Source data
— begin —
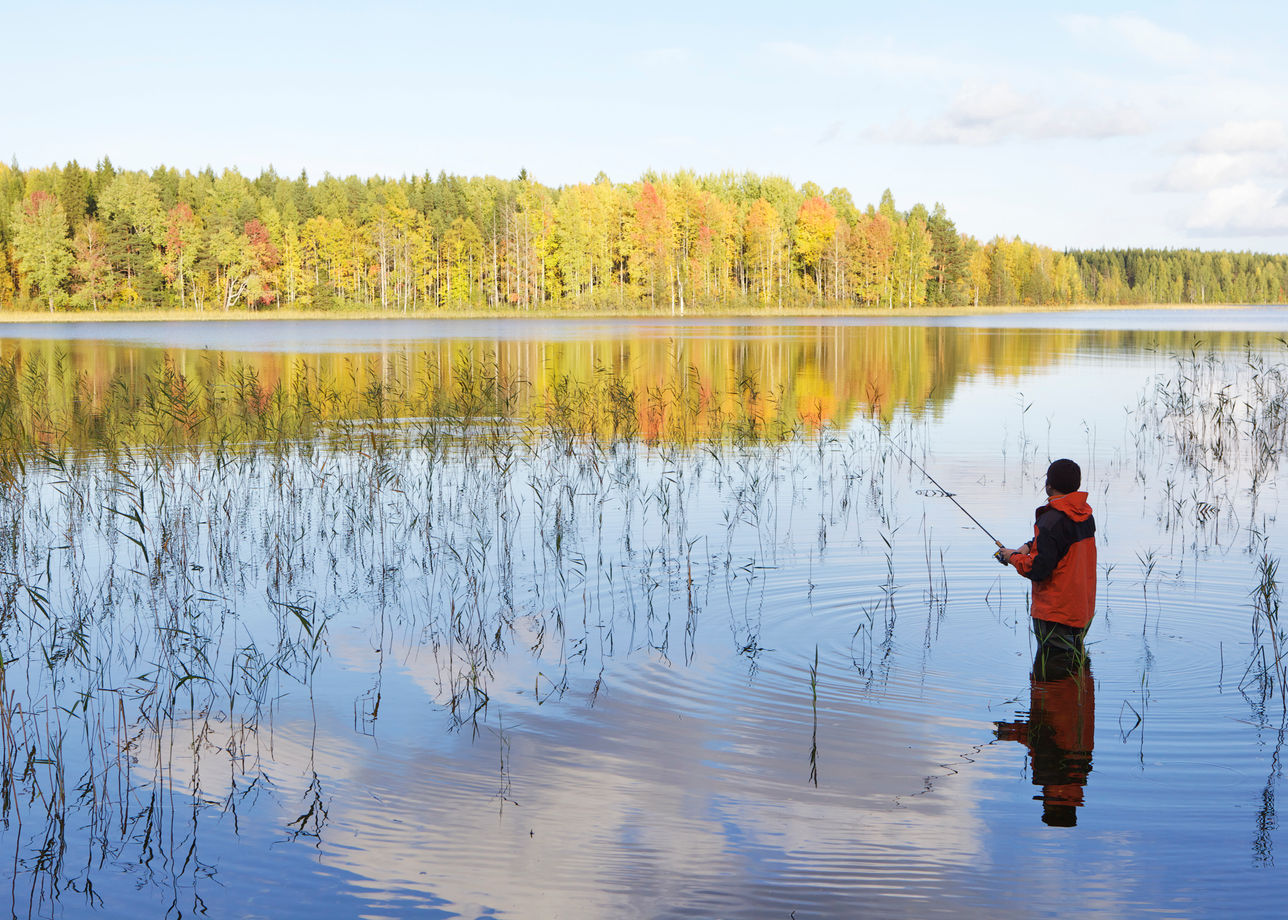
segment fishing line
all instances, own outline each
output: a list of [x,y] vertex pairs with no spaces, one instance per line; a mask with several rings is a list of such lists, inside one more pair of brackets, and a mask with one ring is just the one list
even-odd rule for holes
[[954,499],[954,497],[953,497],[953,494],[952,494],[952,492],[949,492],[949,491],[948,491],[947,488],[944,488],[943,486],[940,486],[940,484],[939,484],[939,479],[936,479],[935,477],[930,475],[930,472],[929,472],[929,470],[927,470],[927,469],[926,469],[925,466],[922,466],[922,465],[921,465],[920,463],[917,463],[916,460],[913,460],[913,459],[912,459],[912,455],[911,455],[911,454],[909,454],[908,451],[905,451],[905,450],[904,450],[903,447],[900,447],[900,446],[899,446],[899,442],[898,442],[898,441],[895,441],[895,439],[894,439],[894,438],[891,438],[891,437],[890,437],[889,434],[886,434],[886,433],[885,433],[884,430],[881,430],[881,425],[878,425],[878,424],[877,424],[877,423],[875,423],[875,421],[869,421],[869,424],[871,424],[871,425],[872,425],[872,426],[873,426],[875,429],[877,429],[877,434],[880,434],[880,436],[881,436],[882,438],[885,438],[886,441],[889,441],[889,442],[890,442],[890,445],[891,445],[891,446],[893,446],[893,447],[894,447],[894,448],[895,448],[896,451],[899,451],[900,454],[903,454],[903,456],[904,456],[904,457],[907,457],[908,463],[911,463],[911,464],[912,464],[913,466],[916,466],[916,468],[917,468],[918,470],[921,470],[921,474],[922,474],[923,477],[926,477],[927,479],[930,479],[930,482],[931,482],[931,483],[934,484],[934,487],[935,487],[935,488],[938,488],[938,490],[939,490],[939,491],[940,491],[940,492],[943,494],[943,496],[944,496],[945,499],[948,499],[948,500],[949,500],[951,503],[953,503],[954,505],[957,505],[958,508],[961,508],[961,510],[962,510],[962,514],[965,514],[965,515],[966,515],[967,518],[970,518],[971,521],[974,521],[974,522],[975,522],[975,526],[976,526],[976,527],[979,527],[979,528],[980,528],[981,531],[984,531],[984,533],[985,533],[985,535],[988,536],[988,539],[989,539],[989,540],[992,540],[993,542],[996,542],[996,544],[998,545],[998,548],[1001,548],[1001,546],[1002,546],[1002,541],[1001,541],[1001,540],[998,540],[998,539],[997,539],[996,536],[993,536],[992,533],[989,533],[989,532],[988,532],[988,527],[985,527],[984,524],[981,524],[981,523],[979,522],[979,519],[978,519],[978,518],[976,518],[976,517],[975,517],[974,514],[971,514],[970,512],[967,512],[967,510],[966,510],[966,509],[965,509],[965,508],[962,506],[962,503],[957,501],[957,499]]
— end —
Objective
Print every line of the material above verbatim, leaving out the pictures.

Exercise answer
segment fishing line
all instances, own outline each
output: a list of [x,y] vertex pairs with no spaces, one instance per line; a mask with several rings is a list of such lists, inside one more pair of brackets, and a mask with one ring is just the one list
even-odd rule for holes
[[954,499],[954,497],[953,497],[953,494],[952,494],[952,492],[949,492],[949,491],[948,491],[947,488],[944,488],[943,486],[940,486],[940,484],[939,484],[939,479],[936,479],[935,477],[930,475],[930,472],[929,472],[929,470],[927,470],[927,469],[926,469],[925,466],[922,466],[922,465],[921,465],[920,463],[917,463],[916,460],[913,460],[913,459],[912,459],[912,455],[911,455],[911,454],[909,454],[908,451],[905,451],[905,450],[904,450],[903,447],[900,447],[900,446],[899,446],[899,442],[898,442],[898,441],[895,441],[895,439],[894,439],[894,438],[891,438],[891,437],[890,437],[889,434],[886,434],[886,433],[885,433],[884,430],[881,430],[881,425],[878,425],[878,424],[877,424],[877,423],[875,423],[875,421],[869,421],[869,424],[871,424],[871,425],[872,425],[872,426],[873,426],[875,429],[877,429],[877,434],[880,434],[880,436],[881,436],[882,438],[885,438],[886,441],[889,441],[889,442],[890,442],[890,445],[891,445],[891,446],[893,446],[893,447],[894,447],[894,448],[895,448],[896,451],[899,451],[900,454],[903,454],[903,456],[904,456],[904,457],[907,457],[908,463],[911,463],[911,464],[912,464],[913,466],[916,466],[916,468],[917,468],[918,470],[921,470],[921,474],[922,474],[923,477],[926,477],[927,479],[930,479],[930,482],[931,482],[931,483],[934,484],[934,487],[935,487],[935,488],[938,488],[938,490],[939,490],[939,491],[940,491],[940,492],[943,494],[943,496],[944,496],[945,499],[948,499],[948,500],[949,500],[951,503],[953,503],[954,505],[957,505],[958,508],[961,508],[961,510],[962,510],[962,514],[965,514],[965,515],[966,515],[967,518],[970,518],[971,521],[974,521],[974,522],[975,522],[975,526],[976,526],[976,527],[979,527],[979,528],[980,528],[981,531],[984,531],[984,533],[985,533],[985,535],[988,536],[988,539],[989,539],[989,540],[992,540],[993,542],[996,542],[996,544],[998,545],[998,548],[1001,548],[1001,546],[1002,546],[1002,541],[1001,541],[1001,540],[998,540],[998,539],[997,539],[996,536],[993,536],[992,533],[989,533],[989,532],[988,532],[988,527],[985,527],[984,524],[981,524],[981,523],[979,522],[979,519],[978,519],[978,518],[976,518],[976,517],[975,517],[974,514],[971,514],[970,512],[967,512],[967,510],[966,510],[966,509],[965,509],[965,508],[962,506],[962,503],[957,501],[957,499]]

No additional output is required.